**Provided records**
= Beginning of Section =

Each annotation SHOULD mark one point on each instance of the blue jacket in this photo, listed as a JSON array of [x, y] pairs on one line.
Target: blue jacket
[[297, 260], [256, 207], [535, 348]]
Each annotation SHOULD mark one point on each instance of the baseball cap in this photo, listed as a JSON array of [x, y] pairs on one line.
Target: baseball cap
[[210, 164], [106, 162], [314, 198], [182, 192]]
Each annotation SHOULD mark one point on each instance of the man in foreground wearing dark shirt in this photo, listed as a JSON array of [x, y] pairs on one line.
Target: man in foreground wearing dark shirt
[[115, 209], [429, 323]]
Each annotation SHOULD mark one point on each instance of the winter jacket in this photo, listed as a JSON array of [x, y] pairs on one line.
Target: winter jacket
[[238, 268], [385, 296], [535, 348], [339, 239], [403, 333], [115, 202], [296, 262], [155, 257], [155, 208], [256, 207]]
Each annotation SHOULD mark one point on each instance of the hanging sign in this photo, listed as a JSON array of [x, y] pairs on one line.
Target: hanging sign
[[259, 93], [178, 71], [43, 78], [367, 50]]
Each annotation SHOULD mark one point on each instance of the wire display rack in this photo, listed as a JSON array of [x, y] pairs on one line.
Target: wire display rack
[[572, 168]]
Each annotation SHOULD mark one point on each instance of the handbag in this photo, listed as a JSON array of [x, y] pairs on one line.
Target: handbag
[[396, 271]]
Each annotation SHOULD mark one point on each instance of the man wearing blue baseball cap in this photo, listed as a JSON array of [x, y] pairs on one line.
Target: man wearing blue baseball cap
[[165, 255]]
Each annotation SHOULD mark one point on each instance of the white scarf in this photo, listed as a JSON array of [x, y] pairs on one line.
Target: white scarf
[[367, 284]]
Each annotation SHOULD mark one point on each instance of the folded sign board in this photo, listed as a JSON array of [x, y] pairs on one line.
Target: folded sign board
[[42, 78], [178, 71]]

= End of Section =

Copy out the whole listing above, leaving each line exactly as it stands.

Each annotation SHOULD mark one point on each instance of the blue jacket in this photo, listed as a JSON array of [x, y] pairs on one line.
Target: blue jacket
[[297, 260], [256, 207], [535, 348]]
Each annotation SHOULD mark one point on each instance of the baseball cap in this photo, listed as a JSON array of [x, y] pairs on one line.
Target: baseball cap
[[210, 164], [106, 162], [314, 198], [182, 192]]
Each annotation SHOULD mark one point on each instance of the man in foreground wearing dark shirt in this photo, listed as a JSON array of [x, y] pairs on one line.
Target: man in foreground wearing dark shirt
[[115, 209], [429, 323]]
Each annotation SHOULD mark one point on each instance of the winter jacket in this photo, listed as a JSON array of [x, y] pairs on one line.
Target: winter jacket
[[238, 268], [385, 296], [535, 348], [339, 239], [403, 333], [115, 202], [296, 262], [155, 257], [155, 208], [256, 207]]
Each annotation SHOULD mark one point on each instance of the hanging sign in this photo, listed as a JSON array of [x, y] pairs on one line.
Target: hanging sign
[[259, 93], [178, 71], [43, 78], [367, 50]]
Each annotation SHOULD mark one point on each instance of the wire display rack in this photo, listed as a JSON array of [x, y] pairs on one line.
Target: wire display rack
[[572, 168]]
Each annotation SHOULD mark one point on each instance of the handbag in this photo, listed as a JSON array of [x, y] pairs on one line.
Target: handbag
[[396, 271]]
Each annotation SHOULD mark one point on each instance of the man wearing blue baseball cap in this photo, listed as a JSON array of [x, y] pairs on one line.
Target: man wearing blue baseball cap
[[165, 255]]
Each annotation SHOULD mark one point on each instance of the white scarf in this photo, listed as a JSON array of [x, y] pairs on one line.
Target: white scarf
[[367, 284]]
Each annotation SHOULD mark one point on each instance of the folded sign board in this photo, listed as a JSON array of [x, y] pairs on one line.
Target: folded sign board
[[42, 78], [178, 71]]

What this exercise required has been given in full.